*PROVIDED TEXT:*
= Uricosuric =

Drug class

Uricosurics are drugs that increase the excretion of uric acid in the urine, thus reducing the concentration of uric acid in blood plasma. In general, this effect is achieved by action on the proximal tubule of the kidney. Drugs that reduce blood uric acid are not all uricosurics; blood uric acid can be reduced by other mechanisms (see other Antigout Medications).

Uricosurics are often used in the treatment of gout, a disease in which uric acid crystals form deposits in the joints. By decreasing plasma uric acid levels, they help dissolve these crystals, while limiting the formation of new ones. However, the increased uric acid levels in urine can contribute to kidney stones. Thus, use of these drugs is contraindicated in persons already with a high urine concentration of uric acid (hyperuricosuria). In borderline cases, enough water to produce 2 liters of urine per day may be sufficient to permit use of an uricosuric drug.

By their mechanism of action, some uricosurics (such as probenecid) increase the blood plasma concentration of certain other drugs and their metabolic products. While this is occasionally exploitable to good effect (see oseltamivir), assessment of drug interactions is very important when using uricosuric drugs in the presence of other medications.

Recorded data:
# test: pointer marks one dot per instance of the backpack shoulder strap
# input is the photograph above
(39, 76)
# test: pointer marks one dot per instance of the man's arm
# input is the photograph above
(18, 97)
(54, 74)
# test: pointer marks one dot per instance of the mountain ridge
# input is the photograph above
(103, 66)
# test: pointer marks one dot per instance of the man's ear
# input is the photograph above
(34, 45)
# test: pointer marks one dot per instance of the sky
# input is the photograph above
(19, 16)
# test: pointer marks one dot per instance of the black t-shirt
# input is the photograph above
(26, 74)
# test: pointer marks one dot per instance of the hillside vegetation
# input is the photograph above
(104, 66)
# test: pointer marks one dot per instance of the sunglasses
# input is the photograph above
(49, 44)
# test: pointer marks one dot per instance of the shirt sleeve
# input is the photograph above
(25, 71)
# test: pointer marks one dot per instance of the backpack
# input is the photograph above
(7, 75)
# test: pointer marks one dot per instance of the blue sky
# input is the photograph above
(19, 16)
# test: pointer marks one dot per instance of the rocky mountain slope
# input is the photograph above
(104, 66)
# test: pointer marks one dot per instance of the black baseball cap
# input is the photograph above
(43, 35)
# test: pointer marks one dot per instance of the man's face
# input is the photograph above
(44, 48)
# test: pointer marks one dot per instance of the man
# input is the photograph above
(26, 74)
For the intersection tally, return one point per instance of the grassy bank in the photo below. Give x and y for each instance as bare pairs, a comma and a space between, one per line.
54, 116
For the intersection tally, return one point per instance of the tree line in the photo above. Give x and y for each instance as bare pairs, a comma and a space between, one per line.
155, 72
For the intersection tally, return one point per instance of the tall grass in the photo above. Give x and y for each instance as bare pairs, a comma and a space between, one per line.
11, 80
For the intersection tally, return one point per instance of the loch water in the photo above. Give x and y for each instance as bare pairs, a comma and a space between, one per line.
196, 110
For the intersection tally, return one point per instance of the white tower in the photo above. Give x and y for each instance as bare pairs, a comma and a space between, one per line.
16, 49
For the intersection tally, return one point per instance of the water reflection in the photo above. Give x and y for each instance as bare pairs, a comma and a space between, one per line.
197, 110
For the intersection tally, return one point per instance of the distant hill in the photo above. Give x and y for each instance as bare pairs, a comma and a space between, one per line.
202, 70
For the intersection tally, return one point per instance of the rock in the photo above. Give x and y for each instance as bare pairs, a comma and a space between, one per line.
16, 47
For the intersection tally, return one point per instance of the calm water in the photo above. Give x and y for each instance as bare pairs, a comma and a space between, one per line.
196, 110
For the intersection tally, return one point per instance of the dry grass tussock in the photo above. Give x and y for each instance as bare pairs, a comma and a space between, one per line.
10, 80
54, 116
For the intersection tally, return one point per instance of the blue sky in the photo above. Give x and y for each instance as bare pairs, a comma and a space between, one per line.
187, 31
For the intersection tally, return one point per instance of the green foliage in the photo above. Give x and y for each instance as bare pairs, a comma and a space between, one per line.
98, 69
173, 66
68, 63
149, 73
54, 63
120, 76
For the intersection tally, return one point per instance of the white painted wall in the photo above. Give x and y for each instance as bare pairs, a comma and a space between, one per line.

*WORK TASK 1:* Decide whether each statement below agrees with the text on uricosuric drugs, answering yes or no and quoting the deciding words of the text: (a) uricosurics generally act on the proximal tubule of the kidney; (b) every drug that lowers blood uric acid is a uricosuric; (c) in borderline cases, water enough to produce 3 liters of urine per day may allow use of a uricosuric drug.
*WORK TASK 2:* Render this sentence from the text on uricosuric drugs in Spanish: "Uricosurics are often used in the treatment of gout, a disease in which uric acid crystals form deposits in the joints."
*WORK TASK 3:* Write the next part of the text on uricosuric drugs, continuing after its final sentence.

*ANSWER BOX 1:*
(a) Yes: "In general, this effect is achieved by action on the proximal tubule of the kidney."
(b) No: "Drugs that reduce blood uric acid are not all uricosurics"
(c) No: "enough water to produce 2 liters of urine per day may be sufficient to permit use of an uricosuric drug."

*ANSWER BOX 2:* Los uricosúricos se utilizan a menudo en el tratamiento de la gota, una enfermedad en la que los cristales de ácido úrico forman depósitos en las articulaciones.

*ANSWER BOX 3:*
==Primary uricosurics==
The primary uricosuric drugs include probenecid, benzbromarone, sulfinpyrazone and dotinurad.

==Secondary uricosurics==
Drugs with other primary uses, that have known uricosuric properties, include losartan, atorvastatin, and fenofibrate. Although these drugs may have significant uricosuric action, their other significant pharmacological actions in off-label use as a uricosuric requires careful assessment of the patient to achieve the most benefit and least risk.
- Amlodipine
- Atorvastatin (lowers cholesterol)
- Fenofibrate (lowers triglycerides, raises HDL)
- Losartan
- Adrenocorticotropic hormone
- Cortisone

Abdominal surgery also has a uricosuric effect, as well as the potential to precipitate an acute attack of gout.

==Pharmacology==
In general, uricosuric drugs act on the proximal tubules in the kidneys, where they interfere with the absorption of uric acid from the kidney back into the blood. Several uricosurics are known to act in vitro by blocking the function of a protein encoded by the gene SLC22A12, also known as urate transporter 1 or URAT1. URAT1 is the central mediator in the transport of uric acid from the kidney into the blood. In some persons with loss-of-function mutations of URAT1, the uricosurics benzbromarone and losartan had no effect, suggesting these drugs act on URAT1 in vivo. Thus, uricosuric drugs may be candidates for management in a personalized medicine model.

==Antiuricosurics==
Antiuricosuric drugs raise serum uric acid levels and lower urine uric acid levels. These drugs include all diuretics, pyrazinoate, pyrazinamide, ethambutol, niacin, and aspirin. The NSAID diclofenac has an antiuricosuric action, which may be partly responsible for the extraordinary toxicity of this drug in vultures.

Pyrazinamide, a drug indicated only for treatment of tuberculosis, is a potent antiuricosuric and, as a consequence, has an off-label use in the diagnosis of causes of abnormal uric acid clearance. It acts on URAT1.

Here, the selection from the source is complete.